_EXERCISE_
Rewrite the records from their first line through the line containing "[444, 0, 653, 51]", changing "blue sky" to "clear sky" and leaving everything else as it is.

_Dataset excerpt_
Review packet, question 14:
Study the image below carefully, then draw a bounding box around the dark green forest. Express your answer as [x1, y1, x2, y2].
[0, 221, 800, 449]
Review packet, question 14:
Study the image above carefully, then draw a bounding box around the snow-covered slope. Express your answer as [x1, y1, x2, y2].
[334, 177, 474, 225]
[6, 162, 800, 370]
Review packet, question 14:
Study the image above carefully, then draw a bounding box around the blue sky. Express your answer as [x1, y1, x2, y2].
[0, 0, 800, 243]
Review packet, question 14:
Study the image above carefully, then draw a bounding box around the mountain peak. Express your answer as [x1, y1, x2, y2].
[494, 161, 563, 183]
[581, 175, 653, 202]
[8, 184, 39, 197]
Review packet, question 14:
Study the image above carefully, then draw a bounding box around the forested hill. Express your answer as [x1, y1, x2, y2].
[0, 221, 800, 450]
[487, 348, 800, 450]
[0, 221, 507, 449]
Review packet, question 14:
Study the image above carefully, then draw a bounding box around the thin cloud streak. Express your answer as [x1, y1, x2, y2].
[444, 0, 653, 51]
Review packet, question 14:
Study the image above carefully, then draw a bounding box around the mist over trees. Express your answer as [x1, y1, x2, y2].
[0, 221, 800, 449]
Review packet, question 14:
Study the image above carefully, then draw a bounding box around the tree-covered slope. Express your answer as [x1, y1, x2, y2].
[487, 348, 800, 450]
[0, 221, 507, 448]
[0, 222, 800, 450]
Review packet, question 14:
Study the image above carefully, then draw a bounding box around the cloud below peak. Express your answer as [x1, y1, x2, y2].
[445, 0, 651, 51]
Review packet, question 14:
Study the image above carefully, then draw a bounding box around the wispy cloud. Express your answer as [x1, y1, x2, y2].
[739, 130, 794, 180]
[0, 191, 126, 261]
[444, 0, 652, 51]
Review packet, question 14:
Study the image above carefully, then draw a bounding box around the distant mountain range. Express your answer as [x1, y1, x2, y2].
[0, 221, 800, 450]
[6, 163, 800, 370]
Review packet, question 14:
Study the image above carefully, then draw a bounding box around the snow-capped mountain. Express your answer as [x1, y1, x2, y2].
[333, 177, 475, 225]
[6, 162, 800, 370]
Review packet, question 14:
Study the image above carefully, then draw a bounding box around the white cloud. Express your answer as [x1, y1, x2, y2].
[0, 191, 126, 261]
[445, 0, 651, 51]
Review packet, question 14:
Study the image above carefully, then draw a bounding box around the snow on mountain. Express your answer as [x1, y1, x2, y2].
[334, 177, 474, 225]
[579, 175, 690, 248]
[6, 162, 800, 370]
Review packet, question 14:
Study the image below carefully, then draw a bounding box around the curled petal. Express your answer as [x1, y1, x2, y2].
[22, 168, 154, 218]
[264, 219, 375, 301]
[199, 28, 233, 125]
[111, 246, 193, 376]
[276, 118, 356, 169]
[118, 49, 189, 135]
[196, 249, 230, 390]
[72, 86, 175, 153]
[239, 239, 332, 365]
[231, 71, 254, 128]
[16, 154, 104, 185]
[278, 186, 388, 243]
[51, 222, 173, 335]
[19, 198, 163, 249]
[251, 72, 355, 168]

_SOLUTION TO THIS EXERCISE_
Review packet, question 14:
Study the image below carefully, then draw a bounding box around the dark green forest. Express your answer as [x1, y1, x2, y2].
[0, 221, 800, 449]
Review packet, question 14:
Study the image above carefully, then draw a bounding box around the snow-covered slope. Express your answer as [x1, y1, x2, y2].
[334, 177, 474, 225]
[6, 162, 800, 370]
Review packet, question 14:
Study the image above carefully, then draw a bounding box around the clear sky. Express your answer as [x1, y1, x2, y2].
[0, 0, 800, 243]
Review packet, question 14:
Study the image above carefully, then draw a bounding box around the mountain peak. Express your answer as [x1, y1, x2, y2].
[494, 161, 563, 183]
[581, 175, 653, 202]
[8, 184, 39, 197]
Review packet, question 14:
Study the image above carefully, then draw a bounding box around the forested hill. Express your answer as [x1, y1, x2, y2].
[0, 221, 800, 450]
[487, 348, 800, 450]
[0, 221, 507, 449]
Review packet, question 14:
Study the image above carefully, then draw a bounding box around the thin cloud streak. Express your answer as [x1, y1, x2, y2].
[444, 0, 653, 51]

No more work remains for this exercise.